» **Task directions**
Reproduce exactly the lines below, from the first through the one containing "positive clicks: (21, 58) (19, 57)", and nothing more.

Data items
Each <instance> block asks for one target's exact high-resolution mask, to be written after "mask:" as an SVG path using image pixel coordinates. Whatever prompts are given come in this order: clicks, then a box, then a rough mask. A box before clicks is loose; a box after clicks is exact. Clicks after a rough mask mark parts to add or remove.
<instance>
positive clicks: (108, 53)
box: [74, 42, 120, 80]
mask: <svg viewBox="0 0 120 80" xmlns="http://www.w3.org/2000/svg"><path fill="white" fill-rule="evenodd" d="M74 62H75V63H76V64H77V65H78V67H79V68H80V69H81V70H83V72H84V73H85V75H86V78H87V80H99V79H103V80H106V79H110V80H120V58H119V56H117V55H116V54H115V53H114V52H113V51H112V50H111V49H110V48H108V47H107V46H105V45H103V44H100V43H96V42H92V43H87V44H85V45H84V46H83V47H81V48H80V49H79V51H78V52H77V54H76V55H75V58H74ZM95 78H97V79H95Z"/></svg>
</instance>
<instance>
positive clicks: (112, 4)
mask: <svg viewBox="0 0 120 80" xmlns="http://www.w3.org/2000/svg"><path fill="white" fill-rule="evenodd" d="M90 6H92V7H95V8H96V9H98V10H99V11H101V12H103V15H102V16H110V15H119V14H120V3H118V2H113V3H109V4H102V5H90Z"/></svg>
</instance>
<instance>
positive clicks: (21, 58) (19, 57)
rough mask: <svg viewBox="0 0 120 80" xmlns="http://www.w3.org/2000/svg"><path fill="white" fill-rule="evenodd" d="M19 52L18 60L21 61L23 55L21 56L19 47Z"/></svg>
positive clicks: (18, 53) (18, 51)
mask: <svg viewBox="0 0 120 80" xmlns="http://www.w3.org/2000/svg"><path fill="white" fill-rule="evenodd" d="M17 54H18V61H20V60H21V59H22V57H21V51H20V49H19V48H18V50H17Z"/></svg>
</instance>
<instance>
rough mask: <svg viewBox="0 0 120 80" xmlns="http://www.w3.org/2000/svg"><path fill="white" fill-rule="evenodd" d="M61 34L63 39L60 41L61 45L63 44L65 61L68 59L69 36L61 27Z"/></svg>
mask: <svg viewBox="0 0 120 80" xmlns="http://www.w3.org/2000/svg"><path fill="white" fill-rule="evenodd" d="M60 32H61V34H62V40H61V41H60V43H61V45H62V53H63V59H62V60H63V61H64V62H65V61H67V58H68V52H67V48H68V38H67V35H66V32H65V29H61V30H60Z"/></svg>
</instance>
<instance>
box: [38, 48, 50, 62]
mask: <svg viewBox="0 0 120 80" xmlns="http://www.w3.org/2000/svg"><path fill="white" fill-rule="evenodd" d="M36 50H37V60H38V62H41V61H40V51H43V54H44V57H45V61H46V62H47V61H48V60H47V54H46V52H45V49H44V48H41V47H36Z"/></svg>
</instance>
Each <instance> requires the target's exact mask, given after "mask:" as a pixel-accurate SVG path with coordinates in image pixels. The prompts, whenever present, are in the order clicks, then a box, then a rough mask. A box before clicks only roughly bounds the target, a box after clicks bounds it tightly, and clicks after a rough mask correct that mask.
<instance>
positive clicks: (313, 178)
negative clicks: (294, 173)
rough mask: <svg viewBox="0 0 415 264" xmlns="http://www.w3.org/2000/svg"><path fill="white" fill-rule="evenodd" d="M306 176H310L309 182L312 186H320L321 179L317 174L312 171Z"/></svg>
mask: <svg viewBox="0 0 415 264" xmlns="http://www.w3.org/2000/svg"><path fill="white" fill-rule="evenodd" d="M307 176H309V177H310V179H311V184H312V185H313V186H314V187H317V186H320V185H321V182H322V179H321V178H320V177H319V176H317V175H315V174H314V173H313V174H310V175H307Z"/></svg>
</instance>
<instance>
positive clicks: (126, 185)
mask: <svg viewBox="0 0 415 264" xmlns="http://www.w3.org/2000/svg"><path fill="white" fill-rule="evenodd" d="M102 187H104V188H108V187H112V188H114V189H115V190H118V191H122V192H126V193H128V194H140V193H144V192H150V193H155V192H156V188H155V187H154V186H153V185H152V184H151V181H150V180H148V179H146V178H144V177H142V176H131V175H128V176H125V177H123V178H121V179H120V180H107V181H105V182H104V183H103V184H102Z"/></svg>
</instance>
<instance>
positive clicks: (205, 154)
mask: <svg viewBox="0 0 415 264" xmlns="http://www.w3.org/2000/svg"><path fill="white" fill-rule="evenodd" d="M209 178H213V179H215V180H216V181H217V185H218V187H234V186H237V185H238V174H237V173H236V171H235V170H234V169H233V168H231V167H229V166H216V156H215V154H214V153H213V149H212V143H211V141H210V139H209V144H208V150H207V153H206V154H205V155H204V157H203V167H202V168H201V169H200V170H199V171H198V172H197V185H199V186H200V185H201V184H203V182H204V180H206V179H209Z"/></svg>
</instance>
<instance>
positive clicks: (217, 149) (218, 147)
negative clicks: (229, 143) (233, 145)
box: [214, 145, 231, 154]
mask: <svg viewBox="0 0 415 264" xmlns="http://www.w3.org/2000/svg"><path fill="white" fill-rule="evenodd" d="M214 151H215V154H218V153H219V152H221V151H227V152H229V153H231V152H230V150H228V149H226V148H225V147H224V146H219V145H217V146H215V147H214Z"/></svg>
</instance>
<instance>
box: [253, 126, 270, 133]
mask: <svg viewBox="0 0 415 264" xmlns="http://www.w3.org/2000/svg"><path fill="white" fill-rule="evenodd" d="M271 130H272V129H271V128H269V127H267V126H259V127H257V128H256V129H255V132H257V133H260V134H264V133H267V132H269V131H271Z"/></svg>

» **Task result**
Each <instance> block asks for one target's exact high-resolution mask, to be written after "mask:" as an SVG path using image pixel coordinates. Whatever prompts are given come in this order: clicks, then a box, then a rough mask. A box before clicks is loose; a box after clicks is exact. Clicks after a rough mask mark parts to add or remove.
<instance>
positive clicks: (108, 53)
box: [74, 42, 120, 80]
mask: <svg viewBox="0 0 120 80" xmlns="http://www.w3.org/2000/svg"><path fill="white" fill-rule="evenodd" d="M74 62H75V63H76V64H77V65H78V67H79V68H80V69H81V70H83V72H84V73H85V75H86V78H87V80H99V79H103V80H106V79H110V80H120V58H119V56H117V55H116V54H115V53H114V52H113V51H112V50H111V49H110V48H108V47H107V46H105V45H103V44H100V43H96V42H92V43H87V44H85V45H84V46H83V47H81V48H80V49H79V51H78V52H77V54H76V55H75V58H74ZM95 78H97V79H95Z"/></svg>
</instance>
<instance>
positive clicks: (112, 4)
mask: <svg viewBox="0 0 120 80" xmlns="http://www.w3.org/2000/svg"><path fill="white" fill-rule="evenodd" d="M90 6H92V7H95V8H96V9H98V10H99V11H101V12H103V15H102V16H110V15H119V14H120V3H118V2H113V3H109V4H102V5H90Z"/></svg>
</instance>
<instance>
positive clicks: (21, 58) (19, 57)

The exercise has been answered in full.